▶ **Given problem 1**
In the album description, what gives the vocals on "Strange Days" their grounded yet "out there" sound? Answer in one to three sentences.
▶ **Given problem 2**
Extend the album description, picking up right after its final sentence.

▶ **Given text**
The album features the classic rock song "Stone Cold Fever", written by all four members. Marriott's ballad "A Song For Jenny" (written for first wife Jenny Rylance) features The Soul Sisters (Doris Troy, P.P. Arnold and Claudia Lennear) on backing vocals.  B.J. Cole contributes pedal steel guitar.
"Strange Days" is a blues rock song in which Marriott's powerful vocals soar as close to a live performance as any on this album. The vocals have a delayed echo, sounding grounded yet "out there"; and Frampton's guitar solos weave throughout. It is also the longest song on the album. "Sour Grain" was a joint composition by Frampton and Marriott, keeping the same tempo as "Shine On", but with just Marriott on vocals. "Big George" was a Ridley composition, for which he sang the lead vocals.

Extracted records:
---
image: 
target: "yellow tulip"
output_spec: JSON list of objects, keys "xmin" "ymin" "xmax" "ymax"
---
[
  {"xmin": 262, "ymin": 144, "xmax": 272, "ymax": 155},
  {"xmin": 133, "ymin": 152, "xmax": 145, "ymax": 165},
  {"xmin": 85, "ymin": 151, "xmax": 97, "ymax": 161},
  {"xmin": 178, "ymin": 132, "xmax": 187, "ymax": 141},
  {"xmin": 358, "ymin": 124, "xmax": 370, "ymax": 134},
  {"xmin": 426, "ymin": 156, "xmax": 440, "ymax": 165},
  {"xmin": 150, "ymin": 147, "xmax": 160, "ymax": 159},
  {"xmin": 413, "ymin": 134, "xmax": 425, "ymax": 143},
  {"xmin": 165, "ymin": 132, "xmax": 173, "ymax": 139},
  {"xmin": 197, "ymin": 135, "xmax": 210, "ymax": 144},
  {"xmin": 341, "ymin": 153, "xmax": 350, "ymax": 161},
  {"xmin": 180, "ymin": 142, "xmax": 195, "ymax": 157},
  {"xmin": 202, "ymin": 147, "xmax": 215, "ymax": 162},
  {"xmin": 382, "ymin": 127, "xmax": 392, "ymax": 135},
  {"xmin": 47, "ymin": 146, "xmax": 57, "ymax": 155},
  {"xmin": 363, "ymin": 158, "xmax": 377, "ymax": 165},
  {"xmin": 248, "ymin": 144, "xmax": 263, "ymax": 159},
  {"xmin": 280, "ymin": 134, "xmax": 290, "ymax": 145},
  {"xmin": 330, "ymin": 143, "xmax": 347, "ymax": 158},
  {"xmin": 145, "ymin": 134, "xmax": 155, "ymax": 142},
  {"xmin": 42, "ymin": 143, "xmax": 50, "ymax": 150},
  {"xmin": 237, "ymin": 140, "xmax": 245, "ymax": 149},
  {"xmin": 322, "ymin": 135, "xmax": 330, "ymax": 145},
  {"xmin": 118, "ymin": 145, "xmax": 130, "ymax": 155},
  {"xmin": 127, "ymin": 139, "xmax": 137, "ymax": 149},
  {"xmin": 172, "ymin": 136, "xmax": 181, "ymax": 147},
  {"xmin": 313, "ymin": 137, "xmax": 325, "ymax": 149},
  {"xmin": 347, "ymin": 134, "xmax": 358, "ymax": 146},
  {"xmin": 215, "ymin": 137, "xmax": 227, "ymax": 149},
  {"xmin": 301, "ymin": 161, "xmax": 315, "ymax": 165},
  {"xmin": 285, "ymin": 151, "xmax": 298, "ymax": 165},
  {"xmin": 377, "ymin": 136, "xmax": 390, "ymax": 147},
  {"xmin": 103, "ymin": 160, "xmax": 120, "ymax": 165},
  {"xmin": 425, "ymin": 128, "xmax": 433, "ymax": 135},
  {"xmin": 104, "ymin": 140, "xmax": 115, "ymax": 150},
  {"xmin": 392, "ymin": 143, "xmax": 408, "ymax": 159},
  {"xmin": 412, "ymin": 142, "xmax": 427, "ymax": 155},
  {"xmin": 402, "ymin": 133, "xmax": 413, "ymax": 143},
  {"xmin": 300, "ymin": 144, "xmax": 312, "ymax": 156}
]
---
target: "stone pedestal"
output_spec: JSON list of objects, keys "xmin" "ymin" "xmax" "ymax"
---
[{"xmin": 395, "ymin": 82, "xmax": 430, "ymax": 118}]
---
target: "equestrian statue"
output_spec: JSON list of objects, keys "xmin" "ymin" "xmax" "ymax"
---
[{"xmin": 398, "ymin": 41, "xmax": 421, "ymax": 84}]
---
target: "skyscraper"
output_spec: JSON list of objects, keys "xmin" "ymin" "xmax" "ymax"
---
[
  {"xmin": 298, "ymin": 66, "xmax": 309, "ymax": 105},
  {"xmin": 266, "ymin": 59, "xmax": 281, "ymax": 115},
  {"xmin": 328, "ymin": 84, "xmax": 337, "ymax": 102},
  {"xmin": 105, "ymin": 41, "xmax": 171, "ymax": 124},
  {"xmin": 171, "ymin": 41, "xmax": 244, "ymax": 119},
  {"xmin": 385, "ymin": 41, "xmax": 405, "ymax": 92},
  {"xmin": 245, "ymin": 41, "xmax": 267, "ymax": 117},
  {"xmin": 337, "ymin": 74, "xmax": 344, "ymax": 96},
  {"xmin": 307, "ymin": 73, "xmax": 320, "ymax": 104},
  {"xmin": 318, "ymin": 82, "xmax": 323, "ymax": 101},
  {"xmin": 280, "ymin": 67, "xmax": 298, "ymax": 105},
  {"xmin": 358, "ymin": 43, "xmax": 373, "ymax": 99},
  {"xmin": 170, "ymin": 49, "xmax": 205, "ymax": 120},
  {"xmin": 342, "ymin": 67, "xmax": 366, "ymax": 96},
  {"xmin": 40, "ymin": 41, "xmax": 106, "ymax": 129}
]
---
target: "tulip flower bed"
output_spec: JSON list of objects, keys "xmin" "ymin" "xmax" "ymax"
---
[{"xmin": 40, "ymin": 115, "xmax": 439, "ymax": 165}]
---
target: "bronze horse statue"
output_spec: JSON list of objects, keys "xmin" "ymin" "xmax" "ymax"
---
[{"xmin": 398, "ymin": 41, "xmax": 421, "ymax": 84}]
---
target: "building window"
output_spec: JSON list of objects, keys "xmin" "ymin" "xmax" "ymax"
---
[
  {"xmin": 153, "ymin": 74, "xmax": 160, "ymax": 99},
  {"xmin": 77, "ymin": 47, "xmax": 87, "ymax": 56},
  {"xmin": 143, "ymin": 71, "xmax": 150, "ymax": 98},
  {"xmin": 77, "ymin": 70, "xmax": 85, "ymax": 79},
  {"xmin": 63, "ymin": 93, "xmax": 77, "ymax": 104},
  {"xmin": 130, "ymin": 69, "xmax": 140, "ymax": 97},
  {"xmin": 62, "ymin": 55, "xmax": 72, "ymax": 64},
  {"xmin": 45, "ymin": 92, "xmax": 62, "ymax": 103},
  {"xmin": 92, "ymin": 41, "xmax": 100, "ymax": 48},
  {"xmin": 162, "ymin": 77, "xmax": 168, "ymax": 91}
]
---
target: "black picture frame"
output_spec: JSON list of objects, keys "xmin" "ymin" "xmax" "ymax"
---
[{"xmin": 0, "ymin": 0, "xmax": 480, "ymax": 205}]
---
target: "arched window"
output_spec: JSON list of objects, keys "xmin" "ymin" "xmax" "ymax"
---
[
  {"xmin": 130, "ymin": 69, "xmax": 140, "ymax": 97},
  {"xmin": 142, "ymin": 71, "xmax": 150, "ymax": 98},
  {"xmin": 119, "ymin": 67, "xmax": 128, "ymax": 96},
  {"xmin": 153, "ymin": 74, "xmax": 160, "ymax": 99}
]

▶ **Result 1**
The vocals on "Strange Days" have a delayed echo, and the description says this makes them sound grounded yet "out there."

▶ **Result 2**
Track listing
 "Shine On" (Frampton) – 3:00
 "Sour Grain" (Frampton, Marriott) – 2:40
 "79th and Sunset" (Marriott) – 3:01
 "Stone Cold Fever" (Ridley, Marriott, Shirley, Frampton) – 4:09
 "Rollin' Stone" (Muddy Waters, arranged by Humble Pie) – 6:00
 "A Song for Jenny" (Marriott) – 2:35
 "The Light" (Frampton) – 3:15
 "Big George" (Ridley) – 4:08
 "Strange Days" (music - Humble Pie; words - Marriott) – 6:36
 "Red Neck Jump" (Marriott) – 3:06

Personnel
Humble Pie
Steve Marriott – guitar, lead & backing vocals, keyboards, organ on (1), harmonica
Peter Frampton – guitar, backing vocals, keyboards, lead vocal on (1) & (7)
Greg Ridley – bass, guitar, backing vocals, lead vocal on (8)
Jerry Shirley – drums, piano on "79th and Sunset"

Guest musicians
Alexis Korner – backing vocals
Bobby Keys – saxophone
B. J. Cole – pedal steel guitar
Soul Sisters: 
P. P. Arnold – chorus 
Claudia Lennear – chorus
Doris Troy – chorus

Production
Recorded and mixed by Glyn Johns at Olympic Sound Studios, London, January 1971
(track 03 recorded by Andrew Johns)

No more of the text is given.